◆ TASK TO CARRY OUT: According to the text on Ron Klain's lobbying past, in what year did he leave his partnership at the law firm O'Melveny & Myers?

The Politico looks at Joe Biden’s new chief of staff and observes that the prohibition against employing lobbyists and persons with industry interests in the new administration actually applies only if the lobbyists are directly employed on issues with which they were formerly concerned. If they’re in the next room, it’s ok. Fannie Mae’s friends live on but in other settings.
After leaving the Clinton administration in its waning months, newly tapped Vice Presidential chief of staff Ron Klain lobbied for an asbestos industry bailout package, an airline merger, mortgage regulations to help Fannie Mae and a drug-maker under congressional scrutiny for withholding life-saving drugs from dying patients, among other clients.
Klain’s career as a lobbyist, during which clients paid nearly $700,000 for lobbying in which he participated, ended when he left his partnership at the law firm O’Melveny & Myers in 2005.
That makes him eligible to be the top aide to Vice President-elect Joe Biden under the rules outlined by President-elect Barack Obama, who decreed early in his campaign that lobbyists can work in his administration — just not in areas related to their lobbying within two years of that lobbying.

◆ Dataset entries:

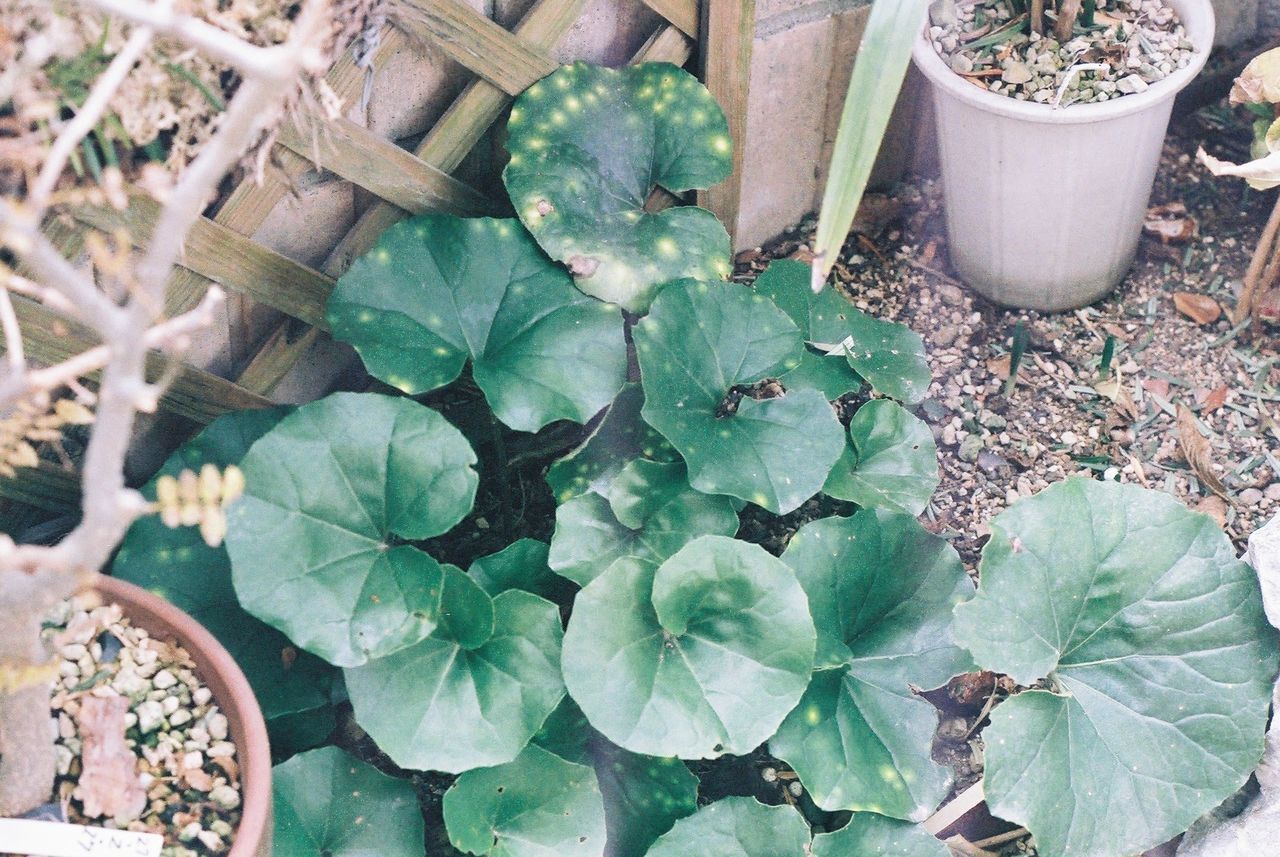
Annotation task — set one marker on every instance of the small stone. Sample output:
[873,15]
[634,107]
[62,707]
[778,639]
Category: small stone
[1016,73]
[150,716]
[225,797]
[1132,85]
[216,725]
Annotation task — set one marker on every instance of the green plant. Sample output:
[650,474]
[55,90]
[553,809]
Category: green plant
[682,642]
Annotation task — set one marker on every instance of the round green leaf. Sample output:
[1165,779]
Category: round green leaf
[439,705]
[868,834]
[177,564]
[438,290]
[736,826]
[521,566]
[327,490]
[882,590]
[1159,659]
[702,656]
[621,436]
[844,342]
[891,462]
[699,342]
[329,803]
[588,146]
[650,513]
[535,806]
[643,794]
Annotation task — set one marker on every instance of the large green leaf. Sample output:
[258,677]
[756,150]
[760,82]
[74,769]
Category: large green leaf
[177,564]
[643,794]
[699,342]
[1159,660]
[882,590]
[868,834]
[438,290]
[700,656]
[650,512]
[588,146]
[736,826]
[890,356]
[538,805]
[891,459]
[327,491]
[329,803]
[621,436]
[452,705]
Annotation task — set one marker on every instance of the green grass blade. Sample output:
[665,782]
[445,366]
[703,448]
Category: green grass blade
[873,87]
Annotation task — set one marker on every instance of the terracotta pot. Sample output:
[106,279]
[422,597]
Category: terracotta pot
[233,697]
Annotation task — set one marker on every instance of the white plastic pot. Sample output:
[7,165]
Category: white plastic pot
[1045,206]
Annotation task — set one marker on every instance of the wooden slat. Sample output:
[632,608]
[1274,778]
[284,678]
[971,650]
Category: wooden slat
[475,41]
[728,33]
[215,253]
[682,13]
[376,164]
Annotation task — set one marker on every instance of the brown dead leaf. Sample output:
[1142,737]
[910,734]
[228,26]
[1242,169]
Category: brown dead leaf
[1170,224]
[1200,308]
[1198,453]
[999,366]
[1214,507]
[109,783]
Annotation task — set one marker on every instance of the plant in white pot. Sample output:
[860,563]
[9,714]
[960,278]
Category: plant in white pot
[1051,118]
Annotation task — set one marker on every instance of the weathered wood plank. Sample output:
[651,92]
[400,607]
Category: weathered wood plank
[216,253]
[682,13]
[728,32]
[376,164]
[475,41]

◆ SOLUTION BELOW: 2005